## Action item
Please answer these questions about the post on burnout and creativity below, numbering your answers to match:
1. Which book does the writer credit with getting them writing again?
2. How many pages of unfiltered thoughts do the Morning Pages call for each day?
3. What kind of workshop did the writer and James attempt earlier in the year?

---------- Quoted passage ----------

Recently I learned something that, in hindsight, probably should’ve been obvious: I can’t create if I’m burnt out.
I’ve always been someone who feels happiest when I’m writing, making, photographing, painting, or engaging my imagination in some way. It’s when I feel most like me. But as much as I know how good these things make me feel, how important they are for my wellbeing, it’s so easy to let them fall to the wayside when I’m busy or tired.
And that’s exactly what happened over the past couple of years. As I talked about in my last post, chronic health issues made it increasingly hard to do much at all outside of work. I was so tired when I logged off for the day that it was a win if I could cook dinner, and any thought of doing something creative in my free time seemed almost laughable.
I struggled to access the creative part of my brain at work, too. In the depths of my brain fog, I remember telling my partner, James, “I can’t write anymore”. And it really scared me. I’ve always loved the written word, but there were months last year when I just couldn’t seem to conjure a remotely interesting sentence.
Since stepping away from that role to focus on my health, creating has been an important part of my recovery.
I’ve started going out on photowalks again - stepping out of my house with my camera and no other agenda than to take photos of the world around me. One of my main aims in 2025 is to renew my focus on freelance photography work, after discovering I didn’t have the time or energy to pursue it alongside a 9-5. It’s also been a while since I had a regular personal photography practice, so that felt like a good place to begin.
I’ve started writing again, too - just a little, at first - thanks to reading The Artists’ Way and following its Morning Pages. The idea, here, is that you write three pages of unfiltered thoughts every single day, first thing in the morning, to help clear your mind of any intrusive thoughts, worries or preoccupations. Admittedly, I’m not very good at sticking to this daily, but even a semi-regular practice has been so beneficial.
Finally, and perhaps most surprisingly, I fell in love with ceramics.
I’ve always admired beautiful, handmade pots from afar - hoarding mugs bought from local makers, delighting in the discovery of vintage jugs and vases at markets, gazing in awe at the forms of ancient ceramics behind glass at museums - but as much as I felt drawn to them, they felt like such a mysterious art form to me. James and I had attempted a single-day introduction to wheel throwing workshop earlier in the year, and I was baffled by just how difficult it was to make the clay do what I wanted. How did our teacher make it look so easy?
Despite coming away from that workshop without anything even vaguely resembling a pot, I felt a pull to try again. I had the itch now.

---------- Raw data ----------

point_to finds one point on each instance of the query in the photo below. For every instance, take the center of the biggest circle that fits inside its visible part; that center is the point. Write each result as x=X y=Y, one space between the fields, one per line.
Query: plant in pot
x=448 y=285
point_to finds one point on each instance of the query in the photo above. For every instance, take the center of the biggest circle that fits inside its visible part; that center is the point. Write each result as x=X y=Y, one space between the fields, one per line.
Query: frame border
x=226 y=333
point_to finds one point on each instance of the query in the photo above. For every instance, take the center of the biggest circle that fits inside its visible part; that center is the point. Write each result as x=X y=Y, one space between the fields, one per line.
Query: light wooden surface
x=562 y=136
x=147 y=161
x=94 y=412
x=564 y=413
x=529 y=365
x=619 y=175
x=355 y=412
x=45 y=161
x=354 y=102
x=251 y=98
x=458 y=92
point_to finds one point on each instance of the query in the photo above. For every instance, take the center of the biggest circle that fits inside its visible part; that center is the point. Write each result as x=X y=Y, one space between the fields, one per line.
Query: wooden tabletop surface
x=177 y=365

----------

## Finished exercise
1. The Artists' Way.
2. Three pages.
3. A single-day introduction to wheel throwing workshop.